Copy the records below unchanged, except that each "rough mask" becomes "coarse mask".

BEGIN Material provided

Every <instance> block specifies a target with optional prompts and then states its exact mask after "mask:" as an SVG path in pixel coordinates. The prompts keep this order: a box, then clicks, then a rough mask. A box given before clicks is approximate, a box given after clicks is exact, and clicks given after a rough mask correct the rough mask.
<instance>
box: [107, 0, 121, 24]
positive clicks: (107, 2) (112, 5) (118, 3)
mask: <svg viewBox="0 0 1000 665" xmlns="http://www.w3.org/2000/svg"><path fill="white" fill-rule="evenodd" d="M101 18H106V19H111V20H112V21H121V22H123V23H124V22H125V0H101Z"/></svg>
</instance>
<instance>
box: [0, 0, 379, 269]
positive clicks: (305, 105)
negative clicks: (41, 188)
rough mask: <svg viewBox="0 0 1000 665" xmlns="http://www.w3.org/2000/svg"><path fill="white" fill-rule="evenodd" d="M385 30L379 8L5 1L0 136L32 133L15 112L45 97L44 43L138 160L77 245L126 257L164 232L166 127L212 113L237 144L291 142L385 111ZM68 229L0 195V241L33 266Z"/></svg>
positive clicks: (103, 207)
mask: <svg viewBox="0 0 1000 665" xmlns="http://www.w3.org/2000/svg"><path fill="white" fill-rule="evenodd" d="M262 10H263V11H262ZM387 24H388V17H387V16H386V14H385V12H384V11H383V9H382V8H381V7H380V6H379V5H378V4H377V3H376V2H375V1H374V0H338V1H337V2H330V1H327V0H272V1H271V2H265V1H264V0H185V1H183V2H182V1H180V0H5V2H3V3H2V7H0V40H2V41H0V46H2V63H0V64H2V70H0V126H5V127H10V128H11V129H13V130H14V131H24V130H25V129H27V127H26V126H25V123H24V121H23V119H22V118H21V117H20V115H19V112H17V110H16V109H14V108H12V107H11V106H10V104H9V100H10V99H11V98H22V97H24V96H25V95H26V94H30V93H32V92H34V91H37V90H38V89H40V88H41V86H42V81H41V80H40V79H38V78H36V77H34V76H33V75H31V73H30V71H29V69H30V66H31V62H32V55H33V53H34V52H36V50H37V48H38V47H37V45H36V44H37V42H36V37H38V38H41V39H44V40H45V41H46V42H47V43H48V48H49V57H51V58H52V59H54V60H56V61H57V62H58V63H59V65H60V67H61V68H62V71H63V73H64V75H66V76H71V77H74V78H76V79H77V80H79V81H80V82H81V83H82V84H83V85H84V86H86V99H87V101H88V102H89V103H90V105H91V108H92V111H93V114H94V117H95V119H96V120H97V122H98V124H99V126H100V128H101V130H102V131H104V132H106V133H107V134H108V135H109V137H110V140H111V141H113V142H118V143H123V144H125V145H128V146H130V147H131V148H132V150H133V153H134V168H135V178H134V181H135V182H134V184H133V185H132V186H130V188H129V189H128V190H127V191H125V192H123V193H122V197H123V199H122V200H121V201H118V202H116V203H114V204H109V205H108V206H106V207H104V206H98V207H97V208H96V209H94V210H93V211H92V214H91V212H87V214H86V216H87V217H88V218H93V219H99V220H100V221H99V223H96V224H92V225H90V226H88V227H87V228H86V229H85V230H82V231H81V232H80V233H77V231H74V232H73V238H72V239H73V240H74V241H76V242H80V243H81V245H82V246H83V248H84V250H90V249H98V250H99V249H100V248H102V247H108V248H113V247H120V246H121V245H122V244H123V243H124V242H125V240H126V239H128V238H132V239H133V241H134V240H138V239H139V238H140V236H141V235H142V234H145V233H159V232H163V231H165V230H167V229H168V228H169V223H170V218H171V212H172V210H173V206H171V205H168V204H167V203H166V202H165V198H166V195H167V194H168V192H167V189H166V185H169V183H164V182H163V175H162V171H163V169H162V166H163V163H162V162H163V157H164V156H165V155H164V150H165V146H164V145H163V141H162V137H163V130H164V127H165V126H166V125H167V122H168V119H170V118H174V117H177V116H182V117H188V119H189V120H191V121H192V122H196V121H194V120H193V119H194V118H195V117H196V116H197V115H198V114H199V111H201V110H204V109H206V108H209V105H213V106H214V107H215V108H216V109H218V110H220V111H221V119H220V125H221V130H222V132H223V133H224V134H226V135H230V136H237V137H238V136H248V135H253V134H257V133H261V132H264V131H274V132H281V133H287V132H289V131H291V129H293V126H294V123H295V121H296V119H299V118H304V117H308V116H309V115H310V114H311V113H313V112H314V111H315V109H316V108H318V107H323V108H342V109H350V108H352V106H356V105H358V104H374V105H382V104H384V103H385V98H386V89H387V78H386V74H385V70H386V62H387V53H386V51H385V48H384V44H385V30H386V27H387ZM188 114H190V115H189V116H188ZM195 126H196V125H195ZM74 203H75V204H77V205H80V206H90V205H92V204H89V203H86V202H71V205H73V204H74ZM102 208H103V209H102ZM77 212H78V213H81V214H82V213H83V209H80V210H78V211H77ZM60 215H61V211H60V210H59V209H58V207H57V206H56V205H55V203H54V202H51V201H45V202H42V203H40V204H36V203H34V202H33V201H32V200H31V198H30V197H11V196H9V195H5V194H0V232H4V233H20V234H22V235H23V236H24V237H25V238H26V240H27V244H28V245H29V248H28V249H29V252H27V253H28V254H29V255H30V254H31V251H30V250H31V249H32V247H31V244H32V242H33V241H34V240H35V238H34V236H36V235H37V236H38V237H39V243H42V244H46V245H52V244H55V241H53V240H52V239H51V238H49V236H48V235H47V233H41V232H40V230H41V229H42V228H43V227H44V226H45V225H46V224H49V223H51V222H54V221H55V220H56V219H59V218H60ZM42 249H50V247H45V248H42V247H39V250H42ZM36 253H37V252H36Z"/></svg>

END Material provided

Response to the exercise
Every <instance> block specifies a target with optional prompts and then states its exact mask after "mask:" as an SVG path in pixel coordinates. The prompts keep this order: a box, then clicks, then a coarse mask. A box given before clicks is approximate, a box given after clicks is exact, and clicks given after a coarse mask correct the coarse mask.
<instance>
box: [107, 0, 121, 24]
positive clicks: (107, 2) (112, 5) (118, 3)
mask: <svg viewBox="0 0 1000 665" xmlns="http://www.w3.org/2000/svg"><path fill="white" fill-rule="evenodd" d="M101 18H106V19H111V20H112V21H121V22H123V23H124V22H125V0H101Z"/></svg>
</instance>
<instance>
box: [0, 0, 379, 269]
positive clicks: (305, 105)
negative clicks: (41, 188)
coarse mask: <svg viewBox="0 0 1000 665" xmlns="http://www.w3.org/2000/svg"><path fill="white" fill-rule="evenodd" d="M385 30L379 8L5 1L0 136L32 133L15 112L45 97L44 43L138 160L77 245L126 257L164 232L166 127L212 113L237 144L291 142L385 111ZM68 229L0 195V241L33 266Z"/></svg>
positive clicks: (103, 207)
mask: <svg viewBox="0 0 1000 665" xmlns="http://www.w3.org/2000/svg"><path fill="white" fill-rule="evenodd" d="M262 10H263V11H262ZM387 24H388V17H387V16H386V14H385V12H384V11H383V9H382V8H381V7H380V6H379V5H378V4H377V3H376V2H375V1H374V0H338V1H337V2H330V1H327V0H272V1H271V2H265V1H264V0H185V1H183V2H182V1H180V0H5V2H3V3H2V7H0V40H2V41H0V46H2V63H0V64H2V70H0V126H5V127H10V128H11V129H13V130H14V131H24V130H25V129H27V127H26V126H25V123H24V121H23V119H22V118H21V117H20V115H19V112H17V110H16V109H14V108H12V107H11V106H10V104H9V100H10V99H11V98H22V97H24V96H25V95H26V94H30V93H32V92H34V91H37V90H38V89H40V88H41V86H42V81H41V80H40V79H38V78H36V77H34V76H33V75H31V73H30V71H29V69H30V66H31V62H32V55H33V53H34V52H36V50H37V48H38V47H37V45H36V44H37V42H36V37H38V38H41V39H44V40H45V41H46V42H47V43H48V48H49V57H51V58H52V59H54V60H56V61H57V62H58V63H59V65H60V67H61V68H62V71H63V73H64V75H66V76H71V77H74V78H76V79H77V80H79V81H80V82H81V83H82V84H83V85H84V86H86V99H87V101H88V102H89V103H90V105H91V108H92V111H93V114H94V117H95V119H96V120H97V122H98V124H99V126H100V128H101V130H102V131H104V132H106V133H107V134H108V135H109V137H110V140H111V141H113V142H118V143H123V144H125V145H128V146H130V147H131V148H132V150H133V153H134V168H135V178H134V181H135V182H134V184H133V185H132V186H130V188H129V189H128V190H127V191H125V192H123V193H122V197H123V199H122V200H121V201H118V202H116V203H114V204H109V205H108V206H106V207H104V206H98V207H97V208H96V209H94V210H93V211H92V214H91V212H87V214H86V216H87V217H88V218H93V219H99V220H100V221H99V223H96V224H92V225H90V226H88V227H87V228H86V229H85V230H82V231H81V232H80V233H77V231H74V232H73V238H72V239H73V240H74V241H76V242H80V243H81V245H82V246H83V248H84V250H90V249H98V250H99V249H100V248H102V247H108V248H113V247H120V246H121V245H122V244H123V243H124V242H125V240H126V239H128V238H132V239H133V241H134V240H138V239H139V238H140V236H141V235H142V234H145V233H159V232H163V231H165V230H167V229H168V228H169V223H170V218H171V212H172V210H173V206H171V205H168V204H167V203H166V202H165V198H166V195H167V194H168V192H167V189H166V185H169V183H164V182H163V175H162V171H163V169H162V166H163V163H162V162H163V157H164V156H165V155H164V150H165V146H164V145H163V141H162V137H163V130H164V127H165V126H166V125H167V122H168V119H170V118H174V117H177V116H182V117H188V119H189V120H191V121H192V122H196V121H194V120H193V119H194V118H195V117H196V116H197V115H198V114H199V111H201V110H204V109H206V108H209V105H213V106H214V107H215V108H216V109H218V110H220V111H221V119H220V125H221V130H222V132H223V133H224V134H226V135H230V136H237V137H238V136H248V135H253V134H257V133H261V132H264V131H274V132H281V133H287V132H289V131H291V129H293V126H294V123H295V121H296V119H299V118H304V117H308V116H309V115H310V114H311V113H313V112H314V111H315V109H316V108H318V107H323V108H342V109H350V108H352V106H356V105H358V104H374V105H382V104H384V103H385V98H386V89H387V78H386V74H385V70H386V62H387V53H386V51H385V48H384V44H385V30H386V27H387ZM188 114H190V115H189V116H188ZM195 126H196V125H195ZM74 203H75V204H77V205H80V206H90V205H92V204H89V203H86V202H71V205H73V204H74ZM102 208H103V209H102ZM77 212H78V213H81V214H82V213H83V209H80V210H78V211H77ZM60 215H61V211H60V210H59V209H58V207H57V206H56V205H55V203H54V202H51V201H45V202H42V203H40V204H36V203H34V202H33V201H32V200H31V198H30V197H11V196H9V195H5V194H0V232H4V233H20V234H22V235H23V236H24V237H25V238H26V240H27V244H28V245H29V248H28V249H29V252H27V253H28V254H29V255H30V254H31V251H30V250H31V249H32V247H31V244H32V242H33V241H34V240H35V238H34V236H36V235H37V236H38V237H39V243H42V244H46V245H52V244H55V241H53V240H52V239H51V238H49V236H48V235H47V233H41V232H40V230H41V229H42V228H43V227H44V226H45V225H46V224H49V223H51V222H54V221H55V220H56V219H59V218H60ZM42 249H50V247H45V248H42V247H39V250H42ZM36 253H37V252H36Z"/></svg>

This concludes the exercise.